* Problem requirements *
Reproduce the material in full, exactly as written.

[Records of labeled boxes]
━━━━━━━━━━━━━━━━

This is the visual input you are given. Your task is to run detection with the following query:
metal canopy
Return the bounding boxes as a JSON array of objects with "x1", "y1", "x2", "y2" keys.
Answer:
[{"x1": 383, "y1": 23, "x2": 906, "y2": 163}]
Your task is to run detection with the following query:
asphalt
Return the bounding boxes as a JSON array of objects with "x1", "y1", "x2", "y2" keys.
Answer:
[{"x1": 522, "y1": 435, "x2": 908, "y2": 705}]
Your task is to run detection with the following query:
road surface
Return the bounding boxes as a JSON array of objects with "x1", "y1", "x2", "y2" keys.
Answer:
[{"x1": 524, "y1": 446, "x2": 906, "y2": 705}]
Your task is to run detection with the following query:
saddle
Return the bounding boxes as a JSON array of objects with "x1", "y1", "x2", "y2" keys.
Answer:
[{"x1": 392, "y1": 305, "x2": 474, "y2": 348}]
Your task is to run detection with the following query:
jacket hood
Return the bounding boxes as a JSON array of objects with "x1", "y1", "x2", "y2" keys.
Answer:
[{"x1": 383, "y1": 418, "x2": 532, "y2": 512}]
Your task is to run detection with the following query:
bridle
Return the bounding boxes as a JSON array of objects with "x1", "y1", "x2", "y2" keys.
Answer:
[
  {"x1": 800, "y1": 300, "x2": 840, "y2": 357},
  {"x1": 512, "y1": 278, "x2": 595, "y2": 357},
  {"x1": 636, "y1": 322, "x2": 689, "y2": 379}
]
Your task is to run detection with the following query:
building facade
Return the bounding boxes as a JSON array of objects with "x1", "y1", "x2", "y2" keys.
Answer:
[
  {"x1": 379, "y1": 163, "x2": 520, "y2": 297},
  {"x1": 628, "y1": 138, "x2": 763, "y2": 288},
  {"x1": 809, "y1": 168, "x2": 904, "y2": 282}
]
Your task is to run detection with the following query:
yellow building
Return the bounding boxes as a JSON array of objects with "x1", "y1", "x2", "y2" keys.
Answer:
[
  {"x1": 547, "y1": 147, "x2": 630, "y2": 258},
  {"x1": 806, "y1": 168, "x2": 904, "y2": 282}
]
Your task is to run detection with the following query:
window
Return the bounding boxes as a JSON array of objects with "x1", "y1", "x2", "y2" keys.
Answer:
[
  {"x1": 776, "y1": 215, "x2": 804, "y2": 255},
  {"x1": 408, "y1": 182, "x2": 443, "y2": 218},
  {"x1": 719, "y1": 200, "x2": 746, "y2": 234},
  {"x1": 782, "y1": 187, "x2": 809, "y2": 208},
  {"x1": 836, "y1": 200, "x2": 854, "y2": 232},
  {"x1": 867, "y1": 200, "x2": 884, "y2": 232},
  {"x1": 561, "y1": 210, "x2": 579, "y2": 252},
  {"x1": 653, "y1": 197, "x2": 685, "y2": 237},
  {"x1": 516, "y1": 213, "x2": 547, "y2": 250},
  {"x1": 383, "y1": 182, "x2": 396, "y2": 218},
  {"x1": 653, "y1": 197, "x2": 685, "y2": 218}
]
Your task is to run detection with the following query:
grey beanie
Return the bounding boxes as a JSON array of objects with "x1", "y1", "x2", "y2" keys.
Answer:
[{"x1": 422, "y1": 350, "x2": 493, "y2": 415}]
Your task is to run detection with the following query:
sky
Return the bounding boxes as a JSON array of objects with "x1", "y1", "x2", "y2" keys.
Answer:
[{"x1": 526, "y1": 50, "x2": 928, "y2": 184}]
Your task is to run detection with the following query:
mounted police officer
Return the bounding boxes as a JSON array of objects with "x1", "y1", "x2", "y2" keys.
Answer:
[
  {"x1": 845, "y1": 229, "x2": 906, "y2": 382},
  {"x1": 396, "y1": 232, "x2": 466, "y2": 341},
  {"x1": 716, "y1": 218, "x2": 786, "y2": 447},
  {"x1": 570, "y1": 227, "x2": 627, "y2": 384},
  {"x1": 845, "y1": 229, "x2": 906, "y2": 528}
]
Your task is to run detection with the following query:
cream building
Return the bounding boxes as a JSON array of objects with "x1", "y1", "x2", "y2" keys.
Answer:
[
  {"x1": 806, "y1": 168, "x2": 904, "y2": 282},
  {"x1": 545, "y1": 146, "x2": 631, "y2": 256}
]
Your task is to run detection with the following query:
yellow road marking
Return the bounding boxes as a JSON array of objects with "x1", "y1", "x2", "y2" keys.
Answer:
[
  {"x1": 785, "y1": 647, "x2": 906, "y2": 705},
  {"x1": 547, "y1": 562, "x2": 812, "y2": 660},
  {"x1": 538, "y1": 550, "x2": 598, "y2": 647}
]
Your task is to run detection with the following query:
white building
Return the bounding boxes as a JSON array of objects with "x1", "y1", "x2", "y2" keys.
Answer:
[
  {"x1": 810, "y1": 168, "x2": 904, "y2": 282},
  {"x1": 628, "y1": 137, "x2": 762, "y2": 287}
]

━━━━━━━━━━━━━━━━

* Exercise output *
This is the visual input you are given. Your task is to run detection with the following query:
metal canopy
Return the bounding boxes as a JSON array of objects with "x1", "y1", "x2", "y2" keys.
Answer:
[{"x1": 383, "y1": 23, "x2": 906, "y2": 163}]
Your task is to run detection with the following query:
asphalt
Return the bounding boxes as a JSON array of objects with "x1", "y1", "x2", "y2" keys.
Answer:
[{"x1": 522, "y1": 435, "x2": 908, "y2": 705}]
Your task is to run detection with the following query:
road surface
Return the bounding boxes as a JSON array of objects with "x1", "y1", "x2", "y2" keys.
Answer:
[{"x1": 524, "y1": 446, "x2": 906, "y2": 705}]
Your task is to run detection with the following query:
saddle
Return the bounding boxes as a JSON array of objects with "x1", "y1", "x2", "y2" keys.
Answer:
[{"x1": 392, "y1": 305, "x2": 474, "y2": 348}]
Your task is to run detection with the following query:
jacket hood
Return the bounding boxes as a JSON array of objects with "x1", "y1", "x2", "y2" keys.
Answer:
[{"x1": 383, "y1": 418, "x2": 532, "y2": 512}]
Your task is to run detection with the following query:
bridle
Return the bounding boxes as a JSON array of objects with "x1", "y1", "x2", "y2" keys.
Answer:
[
  {"x1": 800, "y1": 300, "x2": 840, "y2": 357},
  {"x1": 512, "y1": 278, "x2": 595, "y2": 357},
  {"x1": 636, "y1": 322, "x2": 689, "y2": 379}
]
Your task is to run detection with the following query:
building facade
Return the bounding boxes as a JSON array of objects with "x1", "y1", "x2", "y2" keys.
Answer:
[
  {"x1": 379, "y1": 163, "x2": 520, "y2": 297},
  {"x1": 628, "y1": 138, "x2": 763, "y2": 288},
  {"x1": 809, "y1": 168, "x2": 904, "y2": 282}
]
Your task is to run detection with the following query:
yellow building
Return the bounding boxes as a JSON array of objects with "x1", "y1", "x2", "y2" keys.
Answer:
[
  {"x1": 547, "y1": 147, "x2": 630, "y2": 258},
  {"x1": 806, "y1": 168, "x2": 904, "y2": 282}
]
Your task is to run detection with the following query:
window
Return the bounding boxes as a JSON array of objects with "x1", "y1", "x2", "y2" keys.
Answer:
[
  {"x1": 776, "y1": 215, "x2": 804, "y2": 255},
  {"x1": 408, "y1": 182, "x2": 443, "y2": 218},
  {"x1": 719, "y1": 200, "x2": 746, "y2": 234},
  {"x1": 782, "y1": 187, "x2": 809, "y2": 208},
  {"x1": 836, "y1": 200, "x2": 854, "y2": 232},
  {"x1": 867, "y1": 200, "x2": 884, "y2": 232},
  {"x1": 561, "y1": 210, "x2": 579, "y2": 252},
  {"x1": 653, "y1": 197, "x2": 685, "y2": 237},
  {"x1": 516, "y1": 213, "x2": 547, "y2": 250},
  {"x1": 383, "y1": 182, "x2": 396, "y2": 218},
  {"x1": 653, "y1": 197, "x2": 685, "y2": 218}
]
Your task is to run detection with the following query:
grey beanie
Return the bounding boxes as a JSON array of objects with "x1", "y1", "x2", "y2" keys.
Answer:
[{"x1": 422, "y1": 350, "x2": 493, "y2": 415}]
Your task is to run detection with the following query:
sky
Return the bounding boxes as a JSON array of objects with "x1", "y1", "x2", "y2" keys.
Answer:
[{"x1": 526, "y1": 50, "x2": 928, "y2": 184}]
Your task is to run detection with the following query:
mounted police officer
Return the bounding boxes as a JSON array of objects with "x1", "y1", "x2", "y2" keys.
Answer:
[
  {"x1": 845, "y1": 229, "x2": 906, "y2": 382},
  {"x1": 396, "y1": 232, "x2": 466, "y2": 341},
  {"x1": 716, "y1": 218, "x2": 786, "y2": 447},
  {"x1": 570, "y1": 227, "x2": 627, "y2": 384},
  {"x1": 845, "y1": 229, "x2": 906, "y2": 528}
]
Your task is to run detection with the following query:
cream building
Return the bounding boxes as a JSON array of objects with "x1", "y1", "x2", "y2" keys.
Answer:
[
  {"x1": 806, "y1": 168, "x2": 904, "y2": 282},
  {"x1": 545, "y1": 146, "x2": 631, "y2": 256}
]
Your task is to run detection with the following query:
yellow road marking
Return the bounding boxes as a JSON array of objects with "x1", "y1", "x2", "y2" keys.
Answer:
[
  {"x1": 785, "y1": 647, "x2": 906, "y2": 705},
  {"x1": 547, "y1": 562, "x2": 812, "y2": 660},
  {"x1": 538, "y1": 550, "x2": 598, "y2": 647}
]
Your task is to run detection with the following query:
white building
Return the bounding boxes as a JSON array of objects with "x1", "y1", "x2", "y2" keys.
Answer:
[
  {"x1": 810, "y1": 168, "x2": 904, "y2": 282},
  {"x1": 628, "y1": 137, "x2": 762, "y2": 287}
]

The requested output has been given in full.